### Your goal
How many lines in the records below contain "graphic"? Reply with the number only.

### Records

───

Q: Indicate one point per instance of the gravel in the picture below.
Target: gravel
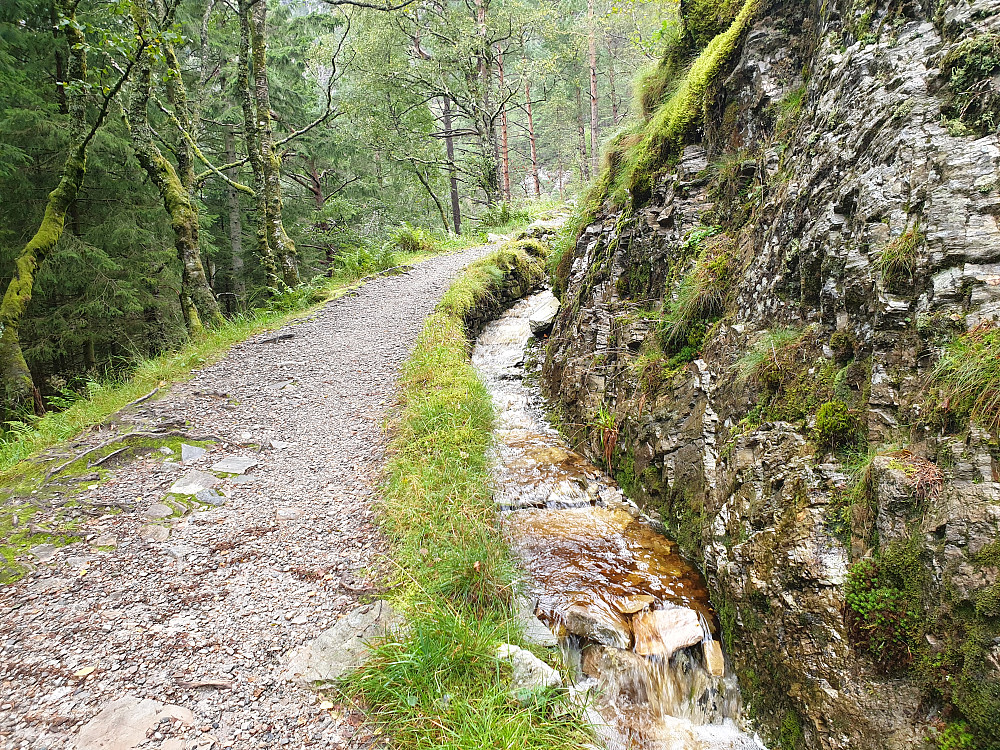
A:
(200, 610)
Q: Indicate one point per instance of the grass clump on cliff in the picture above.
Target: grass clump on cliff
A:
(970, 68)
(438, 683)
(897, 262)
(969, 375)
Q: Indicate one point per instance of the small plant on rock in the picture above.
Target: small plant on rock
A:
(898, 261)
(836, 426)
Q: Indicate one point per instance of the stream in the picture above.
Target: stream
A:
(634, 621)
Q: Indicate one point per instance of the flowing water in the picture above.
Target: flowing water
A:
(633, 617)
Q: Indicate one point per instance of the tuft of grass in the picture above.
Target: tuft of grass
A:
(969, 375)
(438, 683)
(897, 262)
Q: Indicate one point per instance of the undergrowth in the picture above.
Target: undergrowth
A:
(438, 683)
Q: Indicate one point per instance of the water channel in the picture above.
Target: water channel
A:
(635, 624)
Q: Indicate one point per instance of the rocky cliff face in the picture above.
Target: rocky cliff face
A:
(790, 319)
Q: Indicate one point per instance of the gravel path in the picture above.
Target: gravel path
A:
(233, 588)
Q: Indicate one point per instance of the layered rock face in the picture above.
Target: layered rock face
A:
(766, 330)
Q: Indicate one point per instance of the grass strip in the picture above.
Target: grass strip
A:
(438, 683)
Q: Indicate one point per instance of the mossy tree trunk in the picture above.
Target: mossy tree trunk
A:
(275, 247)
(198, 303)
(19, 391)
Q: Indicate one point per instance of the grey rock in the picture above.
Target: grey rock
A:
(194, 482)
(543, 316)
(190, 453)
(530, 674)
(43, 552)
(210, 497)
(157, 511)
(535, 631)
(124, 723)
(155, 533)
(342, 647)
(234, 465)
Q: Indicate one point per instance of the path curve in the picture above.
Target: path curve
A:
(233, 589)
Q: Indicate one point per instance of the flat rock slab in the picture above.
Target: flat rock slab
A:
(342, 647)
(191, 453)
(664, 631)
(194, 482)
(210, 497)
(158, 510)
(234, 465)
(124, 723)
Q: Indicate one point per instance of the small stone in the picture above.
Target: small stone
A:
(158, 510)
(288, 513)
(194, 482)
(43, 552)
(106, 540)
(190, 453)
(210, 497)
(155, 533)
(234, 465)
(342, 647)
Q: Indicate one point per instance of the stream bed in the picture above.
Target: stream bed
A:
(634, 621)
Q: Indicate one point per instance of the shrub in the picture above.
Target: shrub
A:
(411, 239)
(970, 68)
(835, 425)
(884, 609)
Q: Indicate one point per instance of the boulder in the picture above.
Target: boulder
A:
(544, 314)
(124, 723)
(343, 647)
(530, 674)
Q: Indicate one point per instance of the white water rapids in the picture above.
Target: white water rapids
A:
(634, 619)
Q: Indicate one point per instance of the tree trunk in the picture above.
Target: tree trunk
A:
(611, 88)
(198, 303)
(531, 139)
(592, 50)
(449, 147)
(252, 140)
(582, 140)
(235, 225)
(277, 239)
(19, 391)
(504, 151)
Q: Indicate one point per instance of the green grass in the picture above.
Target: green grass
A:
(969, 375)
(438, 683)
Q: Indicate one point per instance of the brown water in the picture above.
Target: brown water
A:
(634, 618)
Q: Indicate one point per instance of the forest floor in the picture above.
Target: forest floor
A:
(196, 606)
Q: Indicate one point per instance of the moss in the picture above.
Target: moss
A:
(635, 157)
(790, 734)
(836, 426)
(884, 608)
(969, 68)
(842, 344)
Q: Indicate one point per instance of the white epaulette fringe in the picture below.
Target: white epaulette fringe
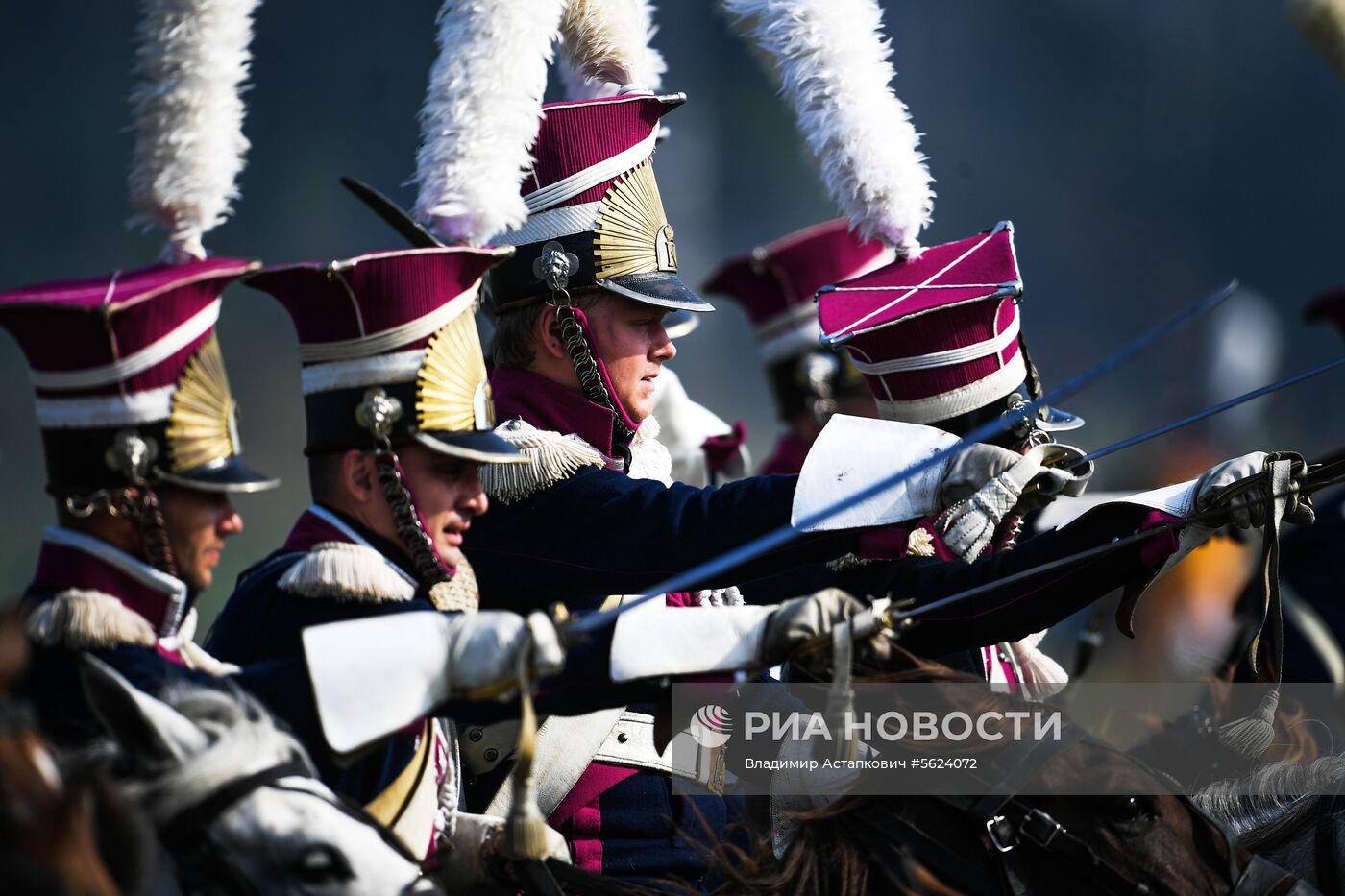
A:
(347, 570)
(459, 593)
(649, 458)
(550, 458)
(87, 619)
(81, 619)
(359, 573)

───

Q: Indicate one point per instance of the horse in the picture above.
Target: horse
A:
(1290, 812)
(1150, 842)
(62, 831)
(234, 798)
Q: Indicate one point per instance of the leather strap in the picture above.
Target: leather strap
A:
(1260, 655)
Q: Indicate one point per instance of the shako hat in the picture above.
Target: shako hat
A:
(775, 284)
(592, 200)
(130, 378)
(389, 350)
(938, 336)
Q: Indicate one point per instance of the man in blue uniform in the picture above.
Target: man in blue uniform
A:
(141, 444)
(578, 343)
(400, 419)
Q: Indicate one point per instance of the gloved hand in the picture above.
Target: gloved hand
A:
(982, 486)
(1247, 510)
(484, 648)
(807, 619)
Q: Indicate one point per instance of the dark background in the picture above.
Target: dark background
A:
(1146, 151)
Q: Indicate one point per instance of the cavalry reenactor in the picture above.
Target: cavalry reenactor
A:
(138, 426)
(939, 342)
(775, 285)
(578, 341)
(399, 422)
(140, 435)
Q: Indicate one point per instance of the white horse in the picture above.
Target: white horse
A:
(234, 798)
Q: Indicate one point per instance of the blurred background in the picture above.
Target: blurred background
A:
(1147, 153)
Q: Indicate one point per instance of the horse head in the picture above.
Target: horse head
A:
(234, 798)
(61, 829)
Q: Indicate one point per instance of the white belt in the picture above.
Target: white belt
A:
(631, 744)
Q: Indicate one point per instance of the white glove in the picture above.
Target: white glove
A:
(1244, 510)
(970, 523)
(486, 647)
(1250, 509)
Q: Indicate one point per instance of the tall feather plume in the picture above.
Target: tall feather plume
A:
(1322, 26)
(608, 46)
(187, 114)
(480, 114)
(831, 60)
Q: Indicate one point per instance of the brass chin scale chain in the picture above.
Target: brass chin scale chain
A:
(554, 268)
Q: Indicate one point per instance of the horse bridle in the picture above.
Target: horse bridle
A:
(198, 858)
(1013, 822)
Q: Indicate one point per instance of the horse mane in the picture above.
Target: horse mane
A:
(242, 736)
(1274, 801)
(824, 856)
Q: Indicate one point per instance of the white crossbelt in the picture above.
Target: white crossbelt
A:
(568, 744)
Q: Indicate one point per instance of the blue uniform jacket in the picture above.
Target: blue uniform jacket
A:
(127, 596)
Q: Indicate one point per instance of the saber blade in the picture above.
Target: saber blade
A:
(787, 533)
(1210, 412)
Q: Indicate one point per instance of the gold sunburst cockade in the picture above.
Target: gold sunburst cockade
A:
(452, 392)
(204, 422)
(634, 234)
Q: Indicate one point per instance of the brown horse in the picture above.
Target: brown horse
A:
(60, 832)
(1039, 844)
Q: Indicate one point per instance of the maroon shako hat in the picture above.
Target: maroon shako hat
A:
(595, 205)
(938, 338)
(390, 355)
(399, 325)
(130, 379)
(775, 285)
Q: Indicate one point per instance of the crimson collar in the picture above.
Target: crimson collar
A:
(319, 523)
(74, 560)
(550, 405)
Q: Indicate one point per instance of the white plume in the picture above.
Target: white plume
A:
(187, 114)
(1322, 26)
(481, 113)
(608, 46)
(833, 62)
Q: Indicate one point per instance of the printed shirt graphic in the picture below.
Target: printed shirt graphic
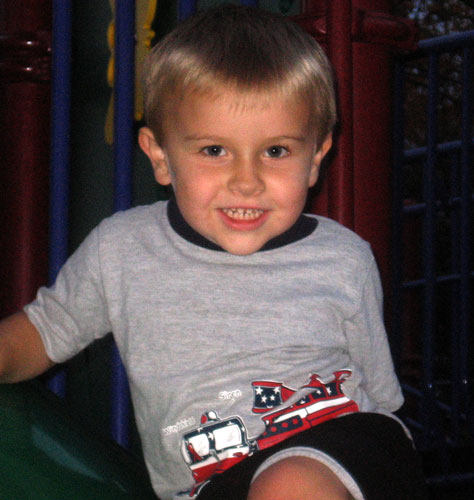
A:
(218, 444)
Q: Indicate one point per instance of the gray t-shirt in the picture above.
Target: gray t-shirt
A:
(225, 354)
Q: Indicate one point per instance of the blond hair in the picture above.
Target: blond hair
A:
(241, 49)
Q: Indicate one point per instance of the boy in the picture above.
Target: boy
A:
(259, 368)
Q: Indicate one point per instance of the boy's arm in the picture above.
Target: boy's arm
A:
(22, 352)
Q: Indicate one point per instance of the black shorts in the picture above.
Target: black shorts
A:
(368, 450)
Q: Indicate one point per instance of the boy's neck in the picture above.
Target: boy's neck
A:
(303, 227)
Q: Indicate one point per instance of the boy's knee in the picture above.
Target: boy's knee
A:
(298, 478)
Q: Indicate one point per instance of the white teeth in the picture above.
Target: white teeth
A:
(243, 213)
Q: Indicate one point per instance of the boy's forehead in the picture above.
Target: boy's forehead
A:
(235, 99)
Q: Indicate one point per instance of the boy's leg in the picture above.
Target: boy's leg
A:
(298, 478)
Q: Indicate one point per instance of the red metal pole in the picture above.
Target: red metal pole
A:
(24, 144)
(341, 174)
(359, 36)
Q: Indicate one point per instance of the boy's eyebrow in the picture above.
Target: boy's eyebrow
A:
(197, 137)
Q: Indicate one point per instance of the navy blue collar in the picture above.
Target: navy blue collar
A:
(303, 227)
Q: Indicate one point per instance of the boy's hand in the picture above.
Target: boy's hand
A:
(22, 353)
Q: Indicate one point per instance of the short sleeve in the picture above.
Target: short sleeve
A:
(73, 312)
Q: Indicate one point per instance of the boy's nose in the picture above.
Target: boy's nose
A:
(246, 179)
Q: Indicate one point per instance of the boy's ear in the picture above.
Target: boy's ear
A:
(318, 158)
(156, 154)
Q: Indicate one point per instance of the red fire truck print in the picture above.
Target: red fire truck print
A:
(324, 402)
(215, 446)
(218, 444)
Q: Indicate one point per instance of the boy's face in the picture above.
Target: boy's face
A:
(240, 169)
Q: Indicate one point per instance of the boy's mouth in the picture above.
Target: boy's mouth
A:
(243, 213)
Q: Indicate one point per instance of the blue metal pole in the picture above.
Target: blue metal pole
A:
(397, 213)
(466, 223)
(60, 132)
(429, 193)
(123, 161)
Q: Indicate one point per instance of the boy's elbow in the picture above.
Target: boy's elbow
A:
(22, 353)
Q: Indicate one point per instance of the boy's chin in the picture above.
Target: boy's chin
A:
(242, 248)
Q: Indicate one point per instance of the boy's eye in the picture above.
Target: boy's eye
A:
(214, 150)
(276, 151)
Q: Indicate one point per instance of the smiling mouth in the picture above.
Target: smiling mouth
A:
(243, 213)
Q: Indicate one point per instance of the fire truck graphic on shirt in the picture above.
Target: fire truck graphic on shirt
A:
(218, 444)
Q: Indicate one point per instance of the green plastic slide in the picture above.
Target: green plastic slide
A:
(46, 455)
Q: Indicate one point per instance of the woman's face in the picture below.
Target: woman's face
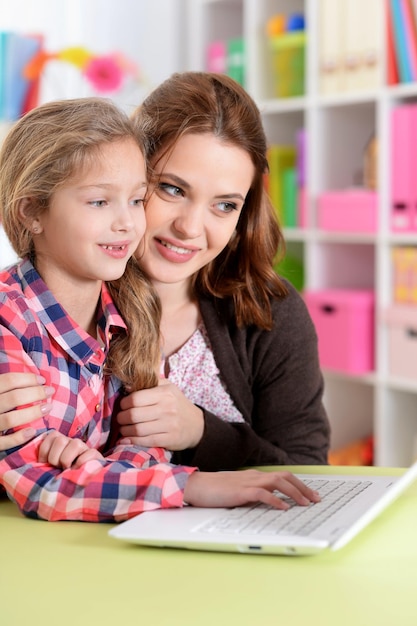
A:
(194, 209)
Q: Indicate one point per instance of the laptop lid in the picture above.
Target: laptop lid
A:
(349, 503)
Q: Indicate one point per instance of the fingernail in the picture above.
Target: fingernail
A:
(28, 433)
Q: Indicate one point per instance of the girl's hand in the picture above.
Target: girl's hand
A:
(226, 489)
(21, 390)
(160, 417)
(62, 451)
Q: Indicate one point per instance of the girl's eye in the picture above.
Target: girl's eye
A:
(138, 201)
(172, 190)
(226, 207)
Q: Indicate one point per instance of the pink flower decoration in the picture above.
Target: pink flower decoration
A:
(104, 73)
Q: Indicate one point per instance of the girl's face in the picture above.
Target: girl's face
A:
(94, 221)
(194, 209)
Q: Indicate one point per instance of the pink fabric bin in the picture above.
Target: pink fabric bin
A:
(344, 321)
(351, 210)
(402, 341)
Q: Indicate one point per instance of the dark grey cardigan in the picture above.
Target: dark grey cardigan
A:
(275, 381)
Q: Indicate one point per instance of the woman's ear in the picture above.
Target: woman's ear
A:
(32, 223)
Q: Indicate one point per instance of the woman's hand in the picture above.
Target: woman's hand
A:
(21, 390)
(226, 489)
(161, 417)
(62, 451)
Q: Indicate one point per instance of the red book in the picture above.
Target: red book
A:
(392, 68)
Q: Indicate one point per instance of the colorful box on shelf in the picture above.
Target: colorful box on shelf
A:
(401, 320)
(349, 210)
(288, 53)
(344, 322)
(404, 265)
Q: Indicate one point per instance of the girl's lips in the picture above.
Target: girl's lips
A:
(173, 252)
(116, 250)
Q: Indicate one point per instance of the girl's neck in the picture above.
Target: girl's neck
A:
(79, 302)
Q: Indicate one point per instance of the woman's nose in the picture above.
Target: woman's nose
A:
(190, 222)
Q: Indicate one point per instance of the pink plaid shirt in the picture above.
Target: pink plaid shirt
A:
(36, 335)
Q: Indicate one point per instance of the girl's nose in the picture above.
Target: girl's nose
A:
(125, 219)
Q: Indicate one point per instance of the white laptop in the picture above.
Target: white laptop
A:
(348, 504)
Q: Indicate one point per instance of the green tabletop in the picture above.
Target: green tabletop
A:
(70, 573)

───

### Response to this task
4